* [EXERCISE OBJECTIVE] Can you retype every record below exactly as written?

Point annotation records
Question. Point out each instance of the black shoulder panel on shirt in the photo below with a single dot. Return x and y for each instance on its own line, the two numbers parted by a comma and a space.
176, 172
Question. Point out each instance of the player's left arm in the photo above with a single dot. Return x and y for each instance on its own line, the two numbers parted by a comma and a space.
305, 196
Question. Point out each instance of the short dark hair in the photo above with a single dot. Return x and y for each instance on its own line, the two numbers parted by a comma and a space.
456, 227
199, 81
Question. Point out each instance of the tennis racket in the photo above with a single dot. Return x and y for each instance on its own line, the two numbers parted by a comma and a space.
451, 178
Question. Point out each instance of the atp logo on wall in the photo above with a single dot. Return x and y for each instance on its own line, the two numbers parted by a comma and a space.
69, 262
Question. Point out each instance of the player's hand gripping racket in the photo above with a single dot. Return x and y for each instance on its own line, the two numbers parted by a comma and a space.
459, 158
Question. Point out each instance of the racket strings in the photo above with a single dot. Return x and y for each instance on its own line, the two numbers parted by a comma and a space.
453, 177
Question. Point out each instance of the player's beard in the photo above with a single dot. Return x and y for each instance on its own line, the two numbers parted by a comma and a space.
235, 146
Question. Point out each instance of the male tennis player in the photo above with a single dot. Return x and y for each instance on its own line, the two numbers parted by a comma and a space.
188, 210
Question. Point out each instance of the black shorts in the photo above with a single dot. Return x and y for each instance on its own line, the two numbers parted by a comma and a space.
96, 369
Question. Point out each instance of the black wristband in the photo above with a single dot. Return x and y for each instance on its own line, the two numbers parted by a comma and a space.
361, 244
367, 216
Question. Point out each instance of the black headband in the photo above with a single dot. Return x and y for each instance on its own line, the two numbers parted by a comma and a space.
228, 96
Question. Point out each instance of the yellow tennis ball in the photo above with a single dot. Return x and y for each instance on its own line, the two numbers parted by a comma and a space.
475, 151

* [TASK RESPONSE]
Question. Point out each instance of the black shoulder panel on shirt in the photo below with a single dot. Return x and y for each instance on its own line, the two numbers parted by a comma and a space.
176, 172
Question. Point out each instance of the player's left arm in the photo above with a single dot. Return x and y for each instance on its own line, the two numbers parted by a comma and a space.
305, 196
Question. Point out each instance of the short dark hair in the photo above with a single dot. Return x and y for each instance on its own line, the two numbers parted by a comma and a space.
456, 227
199, 81
Question. Point out each instance of the tennis racket in the photo above with a single dot. Return x and y for each instance on its own line, the two numbers parted by a comma and a space.
451, 178
Question. Point out each instance of the atp logo on wall in the photo above with a single dot. Return x and y for each instance on its own line, the two numbers parted by a comma and a space.
69, 262
Question. Point out each instance of the player's hand gripping racket in the photo above with a single dot. Return x and y for each instance on its own line, the two numbers parted by a comma and a space.
459, 158
Question. Point out each instance of the racket strings in the photo above with a single dot. Return x and y for each instance on its own line, the two numbers parted by a comma and a space.
453, 177
Question. Point out each instance of the player's beard in the photo above with a single dot. Return x and y for each instance on its own line, the two numbers parted by a comma and a space.
235, 146
Question. Point out each instance of the male tennis player in the photo above with a single dot. Return x and y for each instance on its own line, the two numbers parted by a comma and a space.
188, 210
Question. Point out each instance of the black shorts in the photo above with a single dot. Return x and y for each instance on its own line, the two numbers parted by a comma and a space.
96, 369
Question. Point out each instance of the black wristband in the photo above with a single dot. Return x and y for each instance on its own line, the two numbers parted by a comma and a space.
361, 244
367, 216
Question. Point out each instance of the black headband in the photo above with a single dot. Return x and y for each instance on its own line, the two numbers parted by a comma and a space.
228, 96
Question. Point out each instance of the yellow tennis ball in the photo above with a single dot. Return x and y for each instance on its own line, the two numbers parted by a comma and a space.
475, 151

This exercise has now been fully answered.